◆ TASK DIRECTIONS ◆
Write each line exactly, from the line that holds "of the american" through the final line of the material, and no other line.

◆ MATERIAL PROVIDED ◆
------------------------------------------------------------
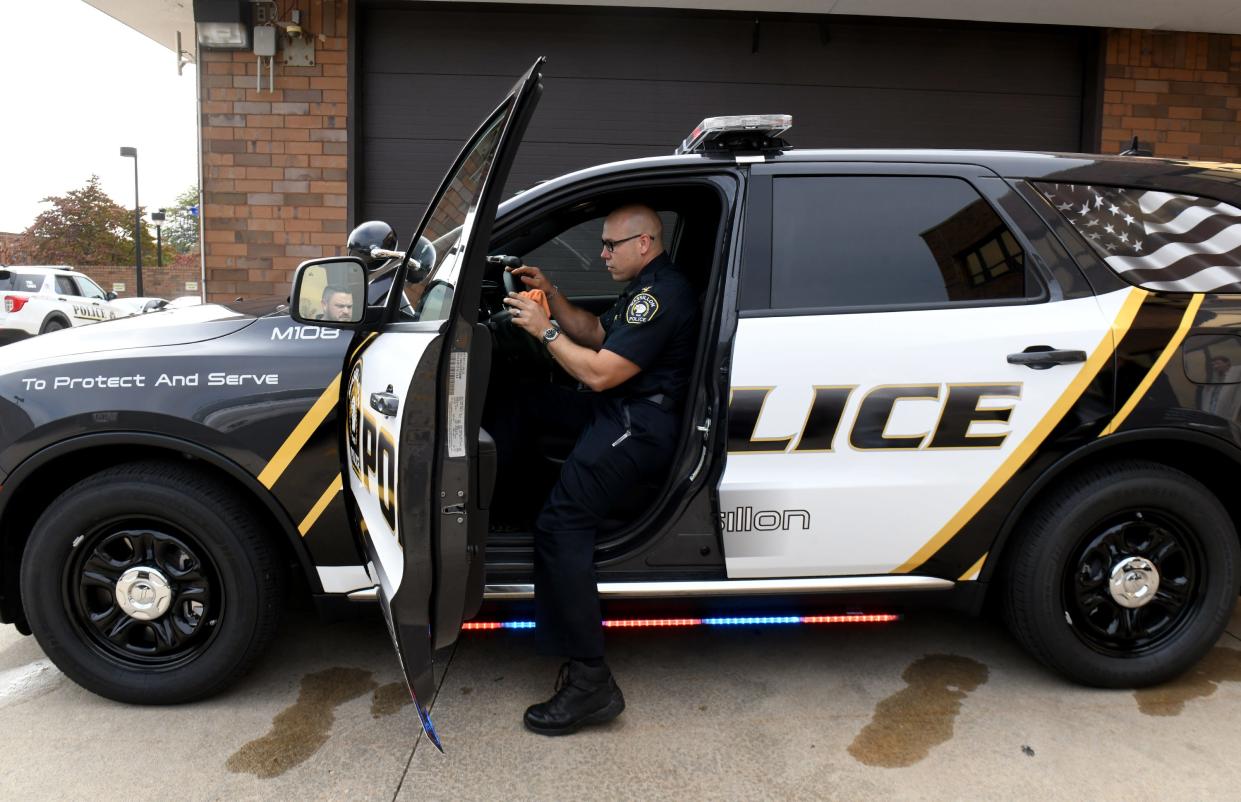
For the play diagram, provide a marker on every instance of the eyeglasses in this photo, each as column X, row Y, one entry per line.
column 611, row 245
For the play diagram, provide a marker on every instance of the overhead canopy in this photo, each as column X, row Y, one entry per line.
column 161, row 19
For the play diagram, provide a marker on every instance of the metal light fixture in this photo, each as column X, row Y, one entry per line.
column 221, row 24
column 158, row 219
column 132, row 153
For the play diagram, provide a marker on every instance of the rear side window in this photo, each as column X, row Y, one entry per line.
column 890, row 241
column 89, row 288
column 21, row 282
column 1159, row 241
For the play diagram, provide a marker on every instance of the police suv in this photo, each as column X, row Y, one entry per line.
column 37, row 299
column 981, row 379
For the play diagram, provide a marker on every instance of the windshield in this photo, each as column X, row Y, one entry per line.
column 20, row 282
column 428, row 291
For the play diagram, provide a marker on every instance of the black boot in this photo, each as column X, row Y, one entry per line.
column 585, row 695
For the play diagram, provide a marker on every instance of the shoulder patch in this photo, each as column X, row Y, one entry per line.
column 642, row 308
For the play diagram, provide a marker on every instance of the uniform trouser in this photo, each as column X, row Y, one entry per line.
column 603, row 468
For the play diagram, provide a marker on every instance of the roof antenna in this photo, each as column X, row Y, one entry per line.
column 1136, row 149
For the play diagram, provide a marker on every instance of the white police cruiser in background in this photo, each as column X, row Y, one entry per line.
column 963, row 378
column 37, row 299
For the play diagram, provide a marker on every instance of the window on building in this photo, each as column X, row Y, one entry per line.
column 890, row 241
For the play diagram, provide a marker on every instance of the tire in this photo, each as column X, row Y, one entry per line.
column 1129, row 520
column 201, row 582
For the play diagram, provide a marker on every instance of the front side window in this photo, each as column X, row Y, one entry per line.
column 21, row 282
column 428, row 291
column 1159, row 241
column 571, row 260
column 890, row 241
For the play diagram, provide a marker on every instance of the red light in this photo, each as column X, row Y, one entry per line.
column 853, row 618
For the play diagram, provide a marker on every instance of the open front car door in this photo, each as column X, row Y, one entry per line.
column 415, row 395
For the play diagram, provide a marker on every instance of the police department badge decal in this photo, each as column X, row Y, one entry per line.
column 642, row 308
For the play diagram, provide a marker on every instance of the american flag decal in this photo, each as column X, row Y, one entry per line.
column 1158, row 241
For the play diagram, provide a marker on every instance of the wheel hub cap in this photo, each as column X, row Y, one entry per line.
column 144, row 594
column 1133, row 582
------------------------------------------------------------
◆ ANSWER TO THIS EXERCISE ◆
For the play diagram, provide a marker on every instance of the american flag decal in this photo, each as column X, row Y, one entry per line.
column 1158, row 241
For the play diagram, provide a marker on every instance of the wheel hub cap in this photo, each as column X, row Y, one entry per line.
column 144, row 594
column 1133, row 582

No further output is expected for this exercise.